| Given instruction |
Reproduce the lines starting at the one containing "person in red" and ending at the one containing "80], [263, 73]]", swapping "even-odd" for "nonzero" and keeping everything else the same.

+++ Extracted material

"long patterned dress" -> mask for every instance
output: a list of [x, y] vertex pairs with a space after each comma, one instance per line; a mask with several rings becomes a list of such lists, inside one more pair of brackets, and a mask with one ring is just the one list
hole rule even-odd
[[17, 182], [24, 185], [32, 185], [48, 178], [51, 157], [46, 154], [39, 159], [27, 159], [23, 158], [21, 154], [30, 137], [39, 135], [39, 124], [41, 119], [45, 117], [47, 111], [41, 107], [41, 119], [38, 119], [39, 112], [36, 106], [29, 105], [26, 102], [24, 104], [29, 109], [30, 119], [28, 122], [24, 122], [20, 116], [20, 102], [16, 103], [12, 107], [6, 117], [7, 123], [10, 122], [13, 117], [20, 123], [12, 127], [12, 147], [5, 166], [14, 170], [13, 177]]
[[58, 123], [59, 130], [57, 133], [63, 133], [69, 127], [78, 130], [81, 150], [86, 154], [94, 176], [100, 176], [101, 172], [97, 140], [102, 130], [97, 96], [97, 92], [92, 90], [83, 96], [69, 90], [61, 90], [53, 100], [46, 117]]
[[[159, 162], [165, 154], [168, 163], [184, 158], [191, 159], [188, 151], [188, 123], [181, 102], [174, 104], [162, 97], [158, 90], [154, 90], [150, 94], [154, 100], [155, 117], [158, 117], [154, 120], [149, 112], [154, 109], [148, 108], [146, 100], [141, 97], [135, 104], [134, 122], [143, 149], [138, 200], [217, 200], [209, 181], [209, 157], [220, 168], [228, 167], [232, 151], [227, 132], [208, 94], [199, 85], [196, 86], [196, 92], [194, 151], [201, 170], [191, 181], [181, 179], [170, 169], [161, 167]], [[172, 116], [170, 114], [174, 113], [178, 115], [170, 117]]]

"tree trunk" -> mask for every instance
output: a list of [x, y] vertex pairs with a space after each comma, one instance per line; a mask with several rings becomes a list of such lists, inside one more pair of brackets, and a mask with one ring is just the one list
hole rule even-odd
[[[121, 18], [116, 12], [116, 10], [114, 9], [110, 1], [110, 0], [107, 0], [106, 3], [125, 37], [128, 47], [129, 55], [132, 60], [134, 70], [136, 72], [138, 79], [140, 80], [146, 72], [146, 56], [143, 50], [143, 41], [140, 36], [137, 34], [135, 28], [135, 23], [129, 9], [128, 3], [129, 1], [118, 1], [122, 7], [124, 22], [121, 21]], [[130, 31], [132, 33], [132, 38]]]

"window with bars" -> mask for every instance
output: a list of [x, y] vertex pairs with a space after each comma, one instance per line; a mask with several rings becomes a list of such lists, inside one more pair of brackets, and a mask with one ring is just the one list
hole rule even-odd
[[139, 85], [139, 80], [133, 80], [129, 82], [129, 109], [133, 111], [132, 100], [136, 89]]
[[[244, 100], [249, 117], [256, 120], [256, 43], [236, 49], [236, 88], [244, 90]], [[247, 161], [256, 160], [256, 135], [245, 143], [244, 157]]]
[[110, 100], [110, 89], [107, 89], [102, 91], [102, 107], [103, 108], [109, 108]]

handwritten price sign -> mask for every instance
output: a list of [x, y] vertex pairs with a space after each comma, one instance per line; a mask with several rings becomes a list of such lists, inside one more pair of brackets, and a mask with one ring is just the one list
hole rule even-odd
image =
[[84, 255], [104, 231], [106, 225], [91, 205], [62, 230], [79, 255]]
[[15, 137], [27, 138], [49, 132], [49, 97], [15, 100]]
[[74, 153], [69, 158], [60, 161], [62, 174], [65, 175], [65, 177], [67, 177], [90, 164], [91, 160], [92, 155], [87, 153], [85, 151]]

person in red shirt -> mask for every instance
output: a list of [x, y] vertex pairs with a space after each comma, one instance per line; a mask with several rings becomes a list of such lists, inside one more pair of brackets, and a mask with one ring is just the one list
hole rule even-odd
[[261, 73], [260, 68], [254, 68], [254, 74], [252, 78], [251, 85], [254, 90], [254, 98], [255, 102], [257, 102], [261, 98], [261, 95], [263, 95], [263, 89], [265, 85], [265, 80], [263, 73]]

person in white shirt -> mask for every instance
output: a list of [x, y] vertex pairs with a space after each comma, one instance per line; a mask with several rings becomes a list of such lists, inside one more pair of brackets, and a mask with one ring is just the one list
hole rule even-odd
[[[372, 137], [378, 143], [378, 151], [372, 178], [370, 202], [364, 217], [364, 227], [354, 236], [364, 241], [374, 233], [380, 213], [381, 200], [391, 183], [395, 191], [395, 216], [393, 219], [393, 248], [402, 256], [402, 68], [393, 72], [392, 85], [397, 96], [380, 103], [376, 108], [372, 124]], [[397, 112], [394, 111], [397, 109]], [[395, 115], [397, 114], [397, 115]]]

++++++

| Solution to this problem |
person in red shirt -> mask for every instance
output: a list of [x, y] vertex pairs with a space after each comma, one instance per line; a mask with several rings becomes a list of such lists, inside one more pair of brackets, and a mask with one ring is just the one list
hole rule nonzero
[[261, 73], [260, 68], [254, 68], [254, 74], [252, 78], [251, 85], [254, 90], [254, 98], [255, 102], [257, 102], [261, 98], [261, 95], [263, 95], [263, 89], [265, 85], [265, 80], [263, 73]]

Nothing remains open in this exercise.